* Begin Material for the task *

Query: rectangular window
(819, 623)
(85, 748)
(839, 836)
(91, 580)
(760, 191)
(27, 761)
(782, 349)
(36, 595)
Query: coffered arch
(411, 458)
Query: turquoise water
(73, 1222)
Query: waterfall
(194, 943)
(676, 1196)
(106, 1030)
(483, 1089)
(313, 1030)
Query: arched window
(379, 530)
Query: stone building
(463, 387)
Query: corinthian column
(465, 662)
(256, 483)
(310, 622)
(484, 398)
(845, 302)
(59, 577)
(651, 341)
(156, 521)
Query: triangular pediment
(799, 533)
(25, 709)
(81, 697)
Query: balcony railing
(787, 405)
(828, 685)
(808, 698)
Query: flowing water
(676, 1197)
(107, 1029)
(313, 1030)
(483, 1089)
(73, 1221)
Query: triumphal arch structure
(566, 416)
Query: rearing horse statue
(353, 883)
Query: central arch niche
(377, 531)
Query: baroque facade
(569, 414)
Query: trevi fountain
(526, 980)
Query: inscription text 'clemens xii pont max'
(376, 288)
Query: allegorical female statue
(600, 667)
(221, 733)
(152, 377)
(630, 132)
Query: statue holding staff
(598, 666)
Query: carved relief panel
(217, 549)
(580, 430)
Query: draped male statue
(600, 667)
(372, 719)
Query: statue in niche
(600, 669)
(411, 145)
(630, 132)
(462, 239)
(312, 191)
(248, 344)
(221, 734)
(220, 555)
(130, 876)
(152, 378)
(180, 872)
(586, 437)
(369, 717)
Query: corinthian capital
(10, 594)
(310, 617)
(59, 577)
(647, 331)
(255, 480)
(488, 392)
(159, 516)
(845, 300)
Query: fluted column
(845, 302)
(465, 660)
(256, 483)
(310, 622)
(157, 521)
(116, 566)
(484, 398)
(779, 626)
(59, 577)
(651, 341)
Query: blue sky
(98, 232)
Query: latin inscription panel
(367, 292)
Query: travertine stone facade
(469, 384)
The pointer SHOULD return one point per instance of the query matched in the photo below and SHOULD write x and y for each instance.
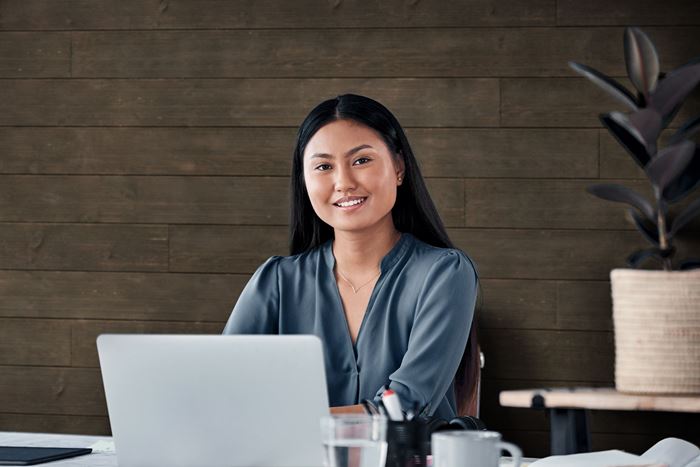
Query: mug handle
(513, 450)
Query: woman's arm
(439, 333)
(257, 308)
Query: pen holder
(408, 443)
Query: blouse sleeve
(257, 308)
(443, 318)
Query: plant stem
(663, 238)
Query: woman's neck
(360, 252)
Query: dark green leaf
(608, 84)
(622, 194)
(641, 59)
(648, 229)
(635, 259)
(674, 88)
(687, 181)
(669, 163)
(628, 136)
(687, 215)
(686, 130)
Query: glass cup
(354, 440)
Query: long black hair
(413, 212)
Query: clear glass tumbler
(354, 440)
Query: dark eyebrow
(347, 154)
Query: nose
(344, 180)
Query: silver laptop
(210, 401)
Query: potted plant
(656, 313)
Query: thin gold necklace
(355, 290)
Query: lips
(350, 201)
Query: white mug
(470, 449)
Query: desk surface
(101, 456)
(597, 399)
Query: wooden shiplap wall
(145, 148)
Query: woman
(372, 272)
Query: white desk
(96, 459)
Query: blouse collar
(396, 252)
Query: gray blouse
(411, 337)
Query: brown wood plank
(584, 305)
(565, 102)
(68, 424)
(84, 335)
(239, 102)
(547, 254)
(56, 391)
(512, 153)
(555, 204)
(541, 304)
(34, 342)
(372, 52)
(147, 151)
(119, 295)
(204, 14)
(442, 152)
(601, 398)
(548, 355)
(628, 12)
(34, 55)
(171, 200)
(83, 247)
(448, 196)
(134, 199)
(224, 248)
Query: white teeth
(350, 203)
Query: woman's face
(351, 176)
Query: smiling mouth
(351, 203)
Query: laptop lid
(186, 400)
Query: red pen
(392, 404)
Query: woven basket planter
(657, 331)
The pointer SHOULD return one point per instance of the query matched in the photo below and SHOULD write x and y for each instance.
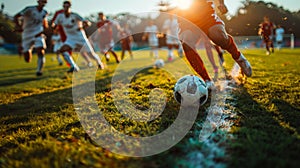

* End Material for the task *

### Requirements
Rewrite all of the data above with "statue" renamed to "sculpture" everywhere it occurs, changing nothing else, and omit the pictures from your output.

### Output of the exercise
Query: rectangular window
(819, 623)
(85, 748)
(839, 836)
(91, 580)
(760, 191)
(27, 761)
(782, 349)
(36, 595)
Query: coffered arch
(411, 458)
Query: turquoise water
(73, 1222)
Query: waterfall
(194, 943)
(676, 1196)
(106, 1030)
(483, 1089)
(313, 1030)
Query: arched window
(379, 530)
Query: stone building
(463, 387)
Query: corinthian column
(465, 662)
(256, 483)
(310, 622)
(484, 398)
(845, 302)
(59, 577)
(651, 341)
(156, 521)
Query: triangular pediment
(799, 533)
(25, 709)
(81, 697)
Query: balcony railing
(787, 405)
(828, 685)
(808, 698)
Query: flowing water
(676, 1197)
(107, 1029)
(313, 1030)
(483, 1089)
(73, 1221)
Query: triumphal arch structure
(566, 416)
Query: rearing horse sculpture
(353, 883)
Query: central arch niche
(377, 531)
Query: baroque facade
(569, 414)
Query: trevi fountain
(526, 980)
Query: inscription text 'clemens xii pont max'
(376, 288)
Query: allegorical female sculpture
(600, 667)
(221, 733)
(152, 377)
(630, 132)
Query: sculpture holding staff
(598, 666)
Query: carved relief panel
(217, 549)
(580, 430)
Query: draped male sculpture
(600, 667)
(372, 719)
Query: sculpture in niche
(600, 669)
(411, 145)
(630, 132)
(462, 239)
(312, 191)
(248, 344)
(221, 734)
(220, 555)
(130, 876)
(152, 378)
(180, 872)
(586, 437)
(369, 717)
Query: corinthian capital
(10, 594)
(310, 617)
(59, 577)
(647, 331)
(255, 480)
(488, 392)
(159, 516)
(845, 300)
Query: fluted column
(845, 302)
(465, 660)
(256, 483)
(310, 622)
(157, 521)
(116, 566)
(484, 398)
(779, 626)
(59, 577)
(651, 341)
Query: blue sky
(98, 232)
Query: latin inscription panel
(367, 292)
Query: travertine stone facade
(469, 384)
The pointer SHOULD return one point per instance of the query matched in the photo below and SHOULD write x and y for each instance.
Query: mug handle
(513, 450)
Query: woman's arm
(439, 333)
(257, 308)
Query: pen holder
(408, 443)
Query: blouse sleeve
(257, 308)
(443, 318)
Query: plant stem
(663, 238)
Query: woman's neck
(360, 252)
Query: dark green leaf
(608, 84)
(622, 194)
(641, 59)
(648, 229)
(635, 259)
(674, 88)
(687, 181)
(669, 163)
(628, 136)
(687, 215)
(686, 130)
Query: glass cup
(354, 440)
Query: long black hair
(413, 212)
Query: clear glass tumbler
(354, 440)
Query: dark eyebrow
(347, 154)
Query: nose
(344, 180)
Query: silver laptop
(210, 401)
Query: potted plant
(656, 313)
Query: thin gold necklace
(355, 290)
Query: lips
(350, 201)
Query: white mug
(470, 449)
Query: desk surface
(101, 456)
(597, 399)
Query: wooden shiplap wall
(145, 148)
Query: woman
(372, 272)
Query: white desk
(96, 459)
Query: blouse collar
(396, 252)
Query: gray blouse
(411, 337)
Query: brown wood plank
(584, 305)
(565, 102)
(68, 424)
(84, 335)
(239, 102)
(547, 254)
(56, 391)
(512, 153)
(555, 204)
(541, 304)
(34, 342)
(372, 52)
(147, 151)
(119, 295)
(204, 14)
(442, 152)
(601, 398)
(548, 355)
(628, 12)
(34, 55)
(171, 200)
(83, 247)
(448, 196)
(134, 199)
(224, 248)
Query: white teeth
(350, 203)
Query: woman's face
(351, 176)
Query: smiling mouth
(351, 203)
Query: laptop lid
(186, 400)
Query: red pen
(392, 404)
Query: woven basket planter
(657, 331)
The pointer SHOULD return one point per instance of the query matched in the photo below and SHOULD write x and y for each instance.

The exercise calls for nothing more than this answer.